** START OF Document excerpt **
Polished attention

vanpelt · vanpelt · commit 2cc7fb49e5f0 · 2019-05-13T00:34:21.000-07:00
diff --git a/lstm/attention/train.py b/lstm/attention/train.py
@@ -9,7 +9,6 @@
 from keras.layers import CuDNNLSTM
 from keras.layers.wrappers import TimeDistributed, Bidirectional
 from attention_decoder import AttentionDecoder
-from nmt import simpleNMT
 from reader import Data, Vocabulary
 import numpy as np
 from keras import backend as K
@@ -31,13 +30,24 @@
 
 
 def run_example(model, input_vocabulary, output_vocabulary, text):
+    """Predict a single example"""
     encoded = input_vocabulary.string_to_int(text)
     prediction = model.predict(np.array([encoded]))
     prediction = np.argmax(prediction[0], axis=-1)
-    return "".join([s for s in output_vocabulary.int_to_string(prediction) if s != "<unk>"])
+    return output_vocabulary.int_to_string(prediction)
+
+
+def decode(chars, sanitize=False):
+    """Join a list of chars removing <unk> and invalid utf-8"""
+    string = "".join([c for c in chars if c != "<unk>"])
** END OF Document excerpt **
** START OF Entries provided **
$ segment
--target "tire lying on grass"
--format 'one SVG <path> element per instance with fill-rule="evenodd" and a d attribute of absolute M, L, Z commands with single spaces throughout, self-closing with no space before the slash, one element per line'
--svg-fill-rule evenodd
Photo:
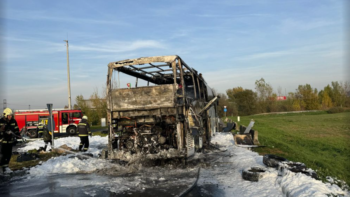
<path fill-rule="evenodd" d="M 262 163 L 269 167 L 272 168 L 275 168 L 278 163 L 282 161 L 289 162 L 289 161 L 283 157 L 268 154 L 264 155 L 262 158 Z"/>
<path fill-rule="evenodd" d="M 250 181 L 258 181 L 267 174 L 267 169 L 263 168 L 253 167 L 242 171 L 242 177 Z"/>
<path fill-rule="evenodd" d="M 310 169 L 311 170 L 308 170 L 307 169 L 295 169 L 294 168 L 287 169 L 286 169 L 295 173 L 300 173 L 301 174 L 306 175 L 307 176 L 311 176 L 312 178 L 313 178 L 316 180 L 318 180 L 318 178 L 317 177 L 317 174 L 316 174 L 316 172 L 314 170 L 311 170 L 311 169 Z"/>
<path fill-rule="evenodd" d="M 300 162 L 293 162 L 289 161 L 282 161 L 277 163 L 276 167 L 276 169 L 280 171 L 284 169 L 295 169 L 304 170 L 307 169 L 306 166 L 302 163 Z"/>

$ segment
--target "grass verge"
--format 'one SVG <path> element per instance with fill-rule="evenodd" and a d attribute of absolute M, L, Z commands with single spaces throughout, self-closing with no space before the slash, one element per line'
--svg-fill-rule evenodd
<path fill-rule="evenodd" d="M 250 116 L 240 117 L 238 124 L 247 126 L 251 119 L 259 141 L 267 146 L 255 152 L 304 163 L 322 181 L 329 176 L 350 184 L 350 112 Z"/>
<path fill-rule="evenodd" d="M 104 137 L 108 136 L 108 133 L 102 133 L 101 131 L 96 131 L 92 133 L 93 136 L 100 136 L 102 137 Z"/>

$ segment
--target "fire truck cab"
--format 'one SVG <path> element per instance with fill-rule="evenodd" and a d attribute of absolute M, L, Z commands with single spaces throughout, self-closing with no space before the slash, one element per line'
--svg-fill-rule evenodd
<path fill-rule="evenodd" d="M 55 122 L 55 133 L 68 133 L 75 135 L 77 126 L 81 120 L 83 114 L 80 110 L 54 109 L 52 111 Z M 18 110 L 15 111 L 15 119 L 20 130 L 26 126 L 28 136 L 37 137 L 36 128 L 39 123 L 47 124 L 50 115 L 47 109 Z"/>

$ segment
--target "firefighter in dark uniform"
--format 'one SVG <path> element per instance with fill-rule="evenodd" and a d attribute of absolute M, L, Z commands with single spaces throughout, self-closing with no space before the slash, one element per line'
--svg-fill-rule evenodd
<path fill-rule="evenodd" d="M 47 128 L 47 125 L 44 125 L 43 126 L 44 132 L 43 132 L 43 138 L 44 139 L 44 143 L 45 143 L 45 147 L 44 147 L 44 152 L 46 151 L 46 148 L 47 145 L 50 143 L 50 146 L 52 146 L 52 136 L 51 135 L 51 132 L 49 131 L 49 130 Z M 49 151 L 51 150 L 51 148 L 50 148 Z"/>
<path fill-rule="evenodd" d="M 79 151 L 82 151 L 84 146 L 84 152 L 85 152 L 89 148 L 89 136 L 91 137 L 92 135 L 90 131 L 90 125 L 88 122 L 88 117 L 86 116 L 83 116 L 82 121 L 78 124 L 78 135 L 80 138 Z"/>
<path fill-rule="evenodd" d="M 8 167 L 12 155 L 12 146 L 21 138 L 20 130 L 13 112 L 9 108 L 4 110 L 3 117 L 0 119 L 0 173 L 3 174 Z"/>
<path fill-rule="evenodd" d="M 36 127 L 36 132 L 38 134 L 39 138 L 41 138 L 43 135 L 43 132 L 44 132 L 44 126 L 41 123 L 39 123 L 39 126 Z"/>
** END OF Entries provided **
Please reproduce the commit diff above word for word, starting at "encoded = input_vocabulary.string_to_int(text)" and ending at "prediction = np.argmax(prediction[0], axis=-1)".

encoded = input_vocabulary.string_to_int(text)
     prediction = model.predict(np.array([encoded]))
     prediction = np.argmax(prediction[0], axis=-1)